Once you have read the records below, print them again exactly as they stand.

Given entries section start

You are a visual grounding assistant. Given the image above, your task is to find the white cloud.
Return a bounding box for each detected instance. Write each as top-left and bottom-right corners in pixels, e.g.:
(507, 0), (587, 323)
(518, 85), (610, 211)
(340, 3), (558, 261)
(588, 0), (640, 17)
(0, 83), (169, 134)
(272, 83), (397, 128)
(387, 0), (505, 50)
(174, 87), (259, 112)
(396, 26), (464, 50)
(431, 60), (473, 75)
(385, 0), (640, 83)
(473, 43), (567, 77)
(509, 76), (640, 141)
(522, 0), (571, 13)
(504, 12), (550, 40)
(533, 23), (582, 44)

Given entries section end

**Solution to the exercise**
You are a visual grounding assistant. Given the image above, your task is to find the white cloud.
Return a bounding box for each detected instance. Write each as top-left and bottom-right corners in pixels, e.g.:
(507, 0), (587, 323)
(518, 85), (610, 211)
(340, 3), (558, 261)
(588, 0), (640, 17)
(0, 83), (169, 134)
(272, 83), (397, 128)
(387, 0), (505, 50)
(174, 87), (259, 112)
(396, 26), (464, 50)
(431, 60), (473, 75)
(385, 0), (640, 83)
(473, 43), (567, 77)
(509, 76), (640, 141)
(522, 0), (571, 13)
(504, 12), (550, 40)
(533, 23), (582, 44)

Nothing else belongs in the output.